* **Exercise description**
Extract every line of the data that contains the word "covered", matching case exactly.

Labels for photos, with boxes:
^^^^^^^^^^^^^^^^
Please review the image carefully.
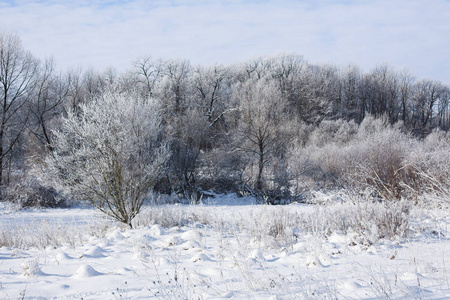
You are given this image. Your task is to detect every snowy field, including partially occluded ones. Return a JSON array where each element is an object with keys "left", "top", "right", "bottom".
[{"left": 0, "top": 196, "right": 450, "bottom": 299}]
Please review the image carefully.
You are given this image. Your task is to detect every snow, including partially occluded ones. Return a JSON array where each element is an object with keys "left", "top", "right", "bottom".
[{"left": 0, "top": 195, "right": 450, "bottom": 299}]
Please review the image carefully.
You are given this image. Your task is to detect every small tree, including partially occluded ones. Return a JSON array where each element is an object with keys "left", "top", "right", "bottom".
[{"left": 46, "top": 92, "right": 169, "bottom": 227}]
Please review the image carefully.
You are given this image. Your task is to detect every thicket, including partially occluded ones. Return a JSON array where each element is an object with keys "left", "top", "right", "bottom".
[{"left": 0, "top": 34, "right": 450, "bottom": 218}]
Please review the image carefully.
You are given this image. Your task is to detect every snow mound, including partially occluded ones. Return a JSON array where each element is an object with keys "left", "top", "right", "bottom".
[
  {"left": 181, "top": 240, "right": 202, "bottom": 251},
  {"left": 248, "top": 249, "right": 266, "bottom": 261},
  {"left": 106, "top": 229, "right": 125, "bottom": 241},
  {"left": 55, "top": 252, "right": 73, "bottom": 262},
  {"left": 72, "top": 265, "right": 103, "bottom": 278},
  {"left": 149, "top": 224, "right": 164, "bottom": 236},
  {"left": 191, "top": 253, "right": 212, "bottom": 262},
  {"left": 181, "top": 230, "right": 202, "bottom": 241},
  {"left": 84, "top": 246, "right": 105, "bottom": 257}
]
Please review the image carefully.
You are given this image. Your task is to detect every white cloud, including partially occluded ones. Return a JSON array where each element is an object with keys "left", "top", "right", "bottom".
[{"left": 0, "top": 0, "right": 450, "bottom": 82}]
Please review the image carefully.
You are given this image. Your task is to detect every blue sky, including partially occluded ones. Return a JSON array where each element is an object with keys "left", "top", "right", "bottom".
[{"left": 0, "top": 0, "right": 450, "bottom": 83}]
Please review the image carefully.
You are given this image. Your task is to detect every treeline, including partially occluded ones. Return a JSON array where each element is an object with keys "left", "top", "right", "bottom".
[{"left": 0, "top": 34, "right": 450, "bottom": 205}]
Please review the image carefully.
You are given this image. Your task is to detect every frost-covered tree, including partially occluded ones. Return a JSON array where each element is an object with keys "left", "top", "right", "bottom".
[
  {"left": 46, "top": 92, "right": 169, "bottom": 226},
  {"left": 235, "top": 78, "right": 289, "bottom": 191},
  {"left": 0, "top": 32, "right": 39, "bottom": 199}
]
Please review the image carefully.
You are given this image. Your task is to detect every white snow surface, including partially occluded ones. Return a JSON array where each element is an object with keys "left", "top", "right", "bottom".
[{"left": 0, "top": 195, "right": 450, "bottom": 299}]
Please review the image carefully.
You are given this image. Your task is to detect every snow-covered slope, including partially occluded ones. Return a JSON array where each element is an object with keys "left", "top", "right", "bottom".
[{"left": 0, "top": 197, "right": 450, "bottom": 299}]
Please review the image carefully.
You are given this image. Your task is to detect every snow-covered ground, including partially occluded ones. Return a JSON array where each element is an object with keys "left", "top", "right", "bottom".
[{"left": 0, "top": 196, "right": 450, "bottom": 299}]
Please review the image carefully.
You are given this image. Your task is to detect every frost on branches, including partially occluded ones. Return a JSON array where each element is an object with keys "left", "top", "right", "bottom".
[{"left": 46, "top": 92, "right": 169, "bottom": 227}]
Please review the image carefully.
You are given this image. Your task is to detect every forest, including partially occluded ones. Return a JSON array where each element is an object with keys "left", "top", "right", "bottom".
[{"left": 0, "top": 34, "right": 450, "bottom": 219}]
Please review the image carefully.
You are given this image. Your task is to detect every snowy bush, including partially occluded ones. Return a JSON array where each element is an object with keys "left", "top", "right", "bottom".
[{"left": 46, "top": 91, "right": 169, "bottom": 226}]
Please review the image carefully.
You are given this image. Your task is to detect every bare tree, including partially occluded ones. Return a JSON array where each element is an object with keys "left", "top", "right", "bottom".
[
  {"left": 46, "top": 92, "right": 169, "bottom": 226},
  {"left": 0, "top": 33, "right": 39, "bottom": 195},
  {"left": 235, "top": 78, "right": 287, "bottom": 190},
  {"left": 29, "top": 60, "right": 70, "bottom": 151}
]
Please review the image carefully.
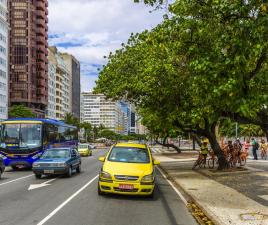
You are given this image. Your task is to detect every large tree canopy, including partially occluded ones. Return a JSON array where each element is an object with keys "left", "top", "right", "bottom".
[{"left": 95, "top": 0, "right": 268, "bottom": 167}]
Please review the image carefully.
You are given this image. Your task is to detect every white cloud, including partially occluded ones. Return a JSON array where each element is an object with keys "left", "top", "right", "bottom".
[{"left": 49, "top": 0, "right": 163, "bottom": 90}]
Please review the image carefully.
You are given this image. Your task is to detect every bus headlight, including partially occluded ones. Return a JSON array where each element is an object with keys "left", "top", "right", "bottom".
[
  {"left": 32, "top": 153, "right": 42, "bottom": 159},
  {"left": 33, "top": 163, "right": 41, "bottom": 168},
  {"left": 0, "top": 154, "right": 7, "bottom": 159}
]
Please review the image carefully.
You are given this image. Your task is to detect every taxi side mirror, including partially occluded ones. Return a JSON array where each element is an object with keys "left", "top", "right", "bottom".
[{"left": 99, "top": 156, "right": 105, "bottom": 162}]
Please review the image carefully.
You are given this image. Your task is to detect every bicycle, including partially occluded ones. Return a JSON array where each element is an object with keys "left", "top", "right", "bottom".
[
  {"left": 192, "top": 152, "right": 207, "bottom": 170},
  {"left": 207, "top": 151, "right": 219, "bottom": 169}
]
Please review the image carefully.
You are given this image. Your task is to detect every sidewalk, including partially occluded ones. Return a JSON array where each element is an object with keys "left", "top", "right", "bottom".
[{"left": 154, "top": 154, "right": 268, "bottom": 225}]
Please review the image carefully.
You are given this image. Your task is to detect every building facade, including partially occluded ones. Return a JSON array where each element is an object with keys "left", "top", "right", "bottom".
[
  {"left": 61, "top": 53, "right": 81, "bottom": 120},
  {"left": 47, "top": 62, "right": 57, "bottom": 119},
  {"left": 82, "top": 92, "right": 125, "bottom": 133},
  {"left": 8, "top": 0, "right": 48, "bottom": 117},
  {"left": 47, "top": 47, "right": 71, "bottom": 120},
  {"left": 0, "top": 0, "right": 9, "bottom": 121}
]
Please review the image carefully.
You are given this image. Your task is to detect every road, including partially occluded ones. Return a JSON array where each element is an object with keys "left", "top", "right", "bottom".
[{"left": 0, "top": 150, "right": 197, "bottom": 225}]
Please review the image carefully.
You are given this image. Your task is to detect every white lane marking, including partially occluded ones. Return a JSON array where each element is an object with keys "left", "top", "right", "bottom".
[
  {"left": 156, "top": 167, "right": 188, "bottom": 205},
  {"left": 28, "top": 178, "right": 57, "bottom": 191},
  {"left": 0, "top": 174, "right": 33, "bottom": 186},
  {"left": 37, "top": 175, "right": 99, "bottom": 225}
]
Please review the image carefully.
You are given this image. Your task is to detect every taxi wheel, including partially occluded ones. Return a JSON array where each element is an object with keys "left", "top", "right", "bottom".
[
  {"left": 98, "top": 184, "right": 104, "bottom": 195},
  {"left": 148, "top": 190, "right": 155, "bottom": 199},
  {"left": 35, "top": 174, "right": 42, "bottom": 179},
  {"left": 66, "top": 167, "right": 72, "bottom": 177},
  {"left": 76, "top": 164, "right": 81, "bottom": 173},
  {"left": 11, "top": 166, "right": 18, "bottom": 171}
]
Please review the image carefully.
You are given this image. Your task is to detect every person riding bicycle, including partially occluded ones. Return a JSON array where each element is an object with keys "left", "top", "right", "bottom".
[
  {"left": 260, "top": 139, "right": 268, "bottom": 158},
  {"left": 200, "top": 139, "right": 208, "bottom": 162}
]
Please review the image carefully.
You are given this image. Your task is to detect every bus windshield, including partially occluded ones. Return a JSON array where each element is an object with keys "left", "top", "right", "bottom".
[{"left": 0, "top": 124, "right": 42, "bottom": 149}]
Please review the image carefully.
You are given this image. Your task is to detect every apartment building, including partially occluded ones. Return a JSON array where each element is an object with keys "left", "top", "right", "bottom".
[
  {"left": 0, "top": 0, "right": 8, "bottom": 121},
  {"left": 61, "top": 53, "right": 81, "bottom": 120},
  {"left": 82, "top": 92, "right": 125, "bottom": 133},
  {"left": 47, "top": 61, "right": 57, "bottom": 119},
  {"left": 47, "top": 47, "right": 72, "bottom": 120},
  {"left": 8, "top": 0, "right": 48, "bottom": 117}
]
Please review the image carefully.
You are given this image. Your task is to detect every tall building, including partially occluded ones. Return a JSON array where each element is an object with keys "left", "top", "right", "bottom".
[
  {"left": 82, "top": 92, "right": 125, "bottom": 133},
  {"left": 47, "top": 47, "right": 71, "bottom": 120},
  {"left": 61, "top": 53, "right": 81, "bottom": 119},
  {"left": 8, "top": 0, "right": 48, "bottom": 117},
  {"left": 47, "top": 61, "right": 57, "bottom": 119},
  {"left": 0, "top": 0, "right": 8, "bottom": 121}
]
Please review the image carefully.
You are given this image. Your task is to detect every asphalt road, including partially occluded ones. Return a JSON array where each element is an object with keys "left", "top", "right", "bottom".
[{"left": 0, "top": 150, "right": 197, "bottom": 225}]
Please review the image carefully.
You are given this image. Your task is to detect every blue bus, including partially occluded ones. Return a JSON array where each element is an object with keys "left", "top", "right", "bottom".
[{"left": 0, "top": 118, "right": 78, "bottom": 169}]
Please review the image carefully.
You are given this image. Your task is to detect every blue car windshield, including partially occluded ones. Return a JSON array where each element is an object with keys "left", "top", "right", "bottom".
[
  {"left": 108, "top": 147, "right": 150, "bottom": 163},
  {"left": 41, "top": 149, "right": 70, "bottom": 159}
]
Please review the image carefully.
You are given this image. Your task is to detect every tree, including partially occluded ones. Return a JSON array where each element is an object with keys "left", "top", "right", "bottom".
[
  {"left": 96, "top": 0, "right": 268, "bottom": 169},
  {"left": 8, "top": 105, "right": 36, "bottom": 118},
  {"left": 64, "top": 113, "right": 80, "bottom": 128}
]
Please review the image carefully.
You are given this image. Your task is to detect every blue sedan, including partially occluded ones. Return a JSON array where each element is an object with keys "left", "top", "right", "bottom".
^^^^^^^^^^^^^^^^
* **Task solution**
You are given this image. Your task is to detect every frost-covered tree, including partially occluded ones. Return a JSON array where each element is an object with keys "left", "top", "right", "bottom".
You are given this image. Your task is to detect every snow-covered slope, including partially occluded ones. Return a JSON array where each element is an object with keys "left", "top", "right", "bottom".
You are given this image. Your task is to detect every snow-covered ground, including partially occluded ones. Return a JSON array where each element is an object with keys "left", "top", "right", "bottom".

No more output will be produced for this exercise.